Article:
# Kiya (May 13, 2000 - Feb 5, 2013)



## bga (Jan 30, 2013)

May 13, 200 - Feb 5, 2013

Farewell angel. You were a Godsend to us through some very tough times. Though we are broken hearted, we know that such a precious gift could only return to the place that sent it. Take care of Sammy and Jacob. We'll see you again some day.


----------



## mandiah89 (Jan 18, 2013)

RIP Kiya, So sorry for your loss!


----------



## Shade (Feb 20, 2012)

I'm so sorry for your loss :hugs: RIP beautiful girl


----------



## Loneforce (Feb 12, 2012)

I am sorry for your loss  Rest In Peace Kiya


----------



## pariahdogs (Jan 24, 2013)

I am so sorry, she was beautiful.


----------



## sitstay (Jan 20, 2003)

I am sorry for your loss. She will be waiting for you.
Sheilah


----------



## Lilie (Feb 3, 2010)

RIP beautiful girl. Watch from above.


----------



## Bear GSD (Apr 12, 2012)

I'm so sorry for your loss. Kiya was a beautiful girl!


----------



## GatorBytes (Jul 16, 2012)

Very sorry

RIP little baby doggie
:hugs:


----------



## Cheerful1 (Sep 27, 2011)

Run free at the bridge, Kiya.


----------



## wolfstraum (May 2, 2003)

:rip: Kiya.....<<<hugs>>>

so sorry for your loss


Lee


----------



## Lauri & The Gang (Jun 28, 2001)

What a beautiful girl she was.


----------



## 1sttimeforgsd (Jul 29, 2010)

Sorry for the loss of your precious Kiya, run free beautiful girl, run free. :welcome:


----------



## msvette2u (Mar 20, 2006)

I'm so sorry :hugs: RIP Kiya...


----------



## katdog5911 (Sep 24, 2011)

There is never a good time to say goodbye.....RIP Kiya


----------



## readaboutdogs (Jul 8, 2001)

So sorry, that is such a beautiful pic.


----------

Recorded information:
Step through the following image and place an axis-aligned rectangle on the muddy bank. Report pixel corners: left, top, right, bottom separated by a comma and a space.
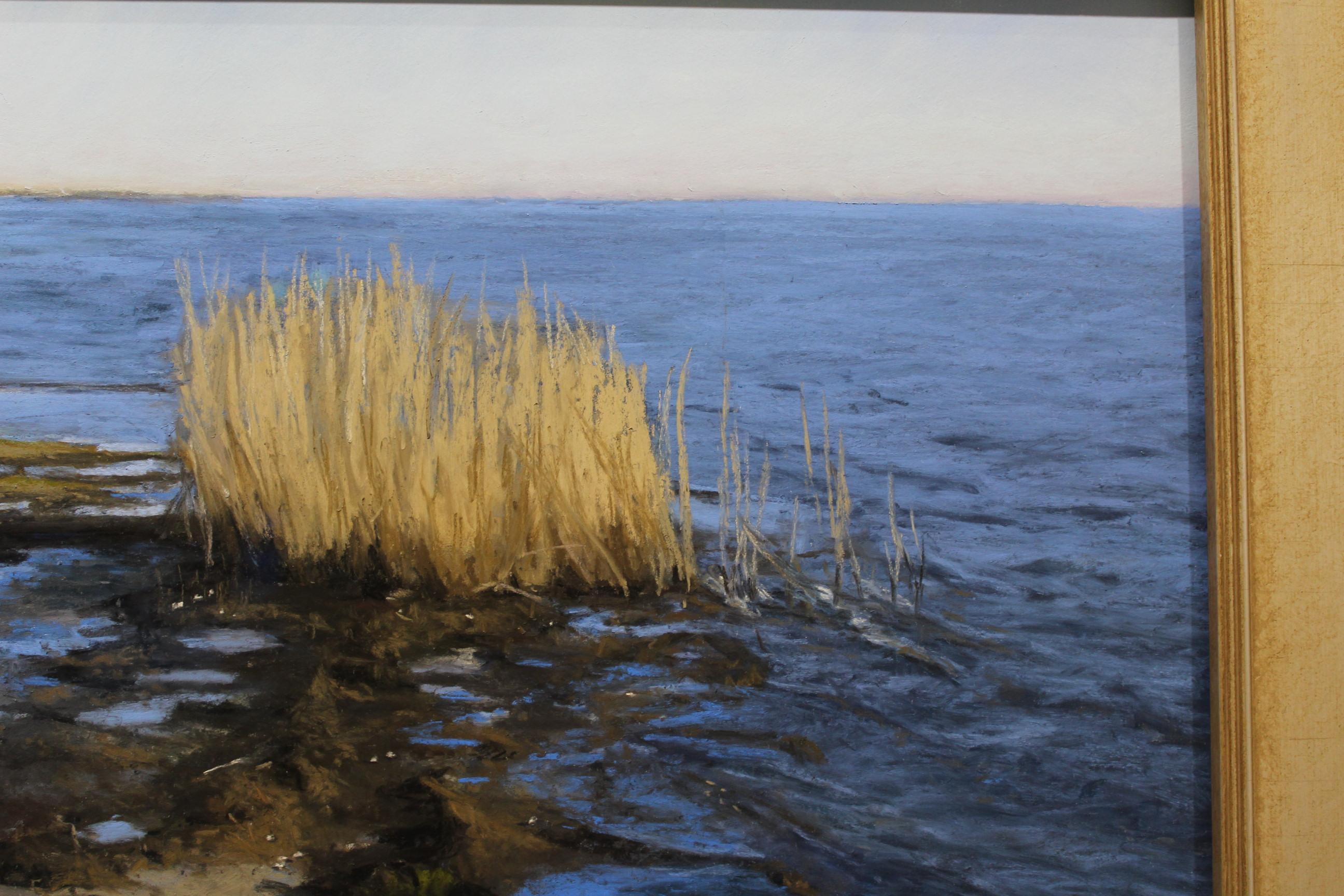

Instruction A:
Please rewrite the paragraph in the memorial thread that begins "Farewell angel." in fewer words, keeping its main facts.
Instruction B:
Answer these questions using the memorial thread, one answer per line:
(i) Which two names does the farewell post ask Kiya to take care of?
(ii) Which poster tells Kiya to run free at the bridge?
(iii) What name is signed under the post by sitstay?
The material is separate from the memorial thread.

Exercise solution A:
Kiya was a godsend through very hard times. The writers are heartbroken but believe such a precious gift could only return to where it came from. They ask Kiya to look after Sammy and Jacob and expect to see her again someday.

Exercise solution B:
(i) Sammy and Jacob
(ii) Cheerful1
(iii) Sheilah